[Written request]
Please reproduce everything from the start of the rows down to the line containing "column 691, row 227", with both ends included.

Records excerpted from a collection:
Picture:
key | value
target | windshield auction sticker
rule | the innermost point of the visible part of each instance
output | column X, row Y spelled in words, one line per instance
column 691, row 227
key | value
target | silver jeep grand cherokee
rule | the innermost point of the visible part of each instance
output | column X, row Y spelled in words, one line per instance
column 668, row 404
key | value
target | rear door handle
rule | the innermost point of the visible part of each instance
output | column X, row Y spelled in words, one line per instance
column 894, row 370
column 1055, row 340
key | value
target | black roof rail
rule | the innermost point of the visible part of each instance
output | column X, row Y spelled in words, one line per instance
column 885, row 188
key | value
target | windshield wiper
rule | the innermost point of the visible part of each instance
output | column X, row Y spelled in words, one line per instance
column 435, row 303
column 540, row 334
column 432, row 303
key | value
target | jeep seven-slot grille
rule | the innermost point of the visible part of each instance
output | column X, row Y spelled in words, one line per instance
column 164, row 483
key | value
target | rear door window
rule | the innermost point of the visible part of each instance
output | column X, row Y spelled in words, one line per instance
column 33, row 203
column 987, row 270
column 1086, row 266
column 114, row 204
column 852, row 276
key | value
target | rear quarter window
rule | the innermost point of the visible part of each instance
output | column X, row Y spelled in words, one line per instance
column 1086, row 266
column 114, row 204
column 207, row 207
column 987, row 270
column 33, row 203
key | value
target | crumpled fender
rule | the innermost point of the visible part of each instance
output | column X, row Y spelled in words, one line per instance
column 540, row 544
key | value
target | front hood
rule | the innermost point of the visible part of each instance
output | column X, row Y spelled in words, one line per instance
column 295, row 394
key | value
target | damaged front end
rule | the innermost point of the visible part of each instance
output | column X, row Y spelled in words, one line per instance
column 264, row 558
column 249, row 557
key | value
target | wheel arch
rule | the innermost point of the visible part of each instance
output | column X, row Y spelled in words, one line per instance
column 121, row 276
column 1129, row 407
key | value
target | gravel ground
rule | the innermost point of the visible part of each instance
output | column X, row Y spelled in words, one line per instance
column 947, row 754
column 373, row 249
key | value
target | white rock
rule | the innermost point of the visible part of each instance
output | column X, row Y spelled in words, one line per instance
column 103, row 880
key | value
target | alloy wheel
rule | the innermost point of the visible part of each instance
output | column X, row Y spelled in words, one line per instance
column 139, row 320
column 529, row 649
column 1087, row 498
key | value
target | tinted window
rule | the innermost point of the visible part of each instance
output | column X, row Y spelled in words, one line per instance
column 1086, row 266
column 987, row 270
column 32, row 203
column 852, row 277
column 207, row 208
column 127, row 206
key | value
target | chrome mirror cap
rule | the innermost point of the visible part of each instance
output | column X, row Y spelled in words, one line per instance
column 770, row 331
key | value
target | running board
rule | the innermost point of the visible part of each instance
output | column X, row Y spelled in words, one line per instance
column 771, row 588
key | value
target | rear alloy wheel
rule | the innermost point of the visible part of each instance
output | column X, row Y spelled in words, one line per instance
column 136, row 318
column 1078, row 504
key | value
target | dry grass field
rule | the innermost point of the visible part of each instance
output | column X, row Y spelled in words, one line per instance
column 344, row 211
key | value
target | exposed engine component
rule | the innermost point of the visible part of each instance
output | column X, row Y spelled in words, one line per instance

[Complete output]
Picture:
key | value
target | windshield auction sticker
rule | the innermost point of the visible part of each instance
output | column X, row Y spelled in words, one line per instance
column 691, row 227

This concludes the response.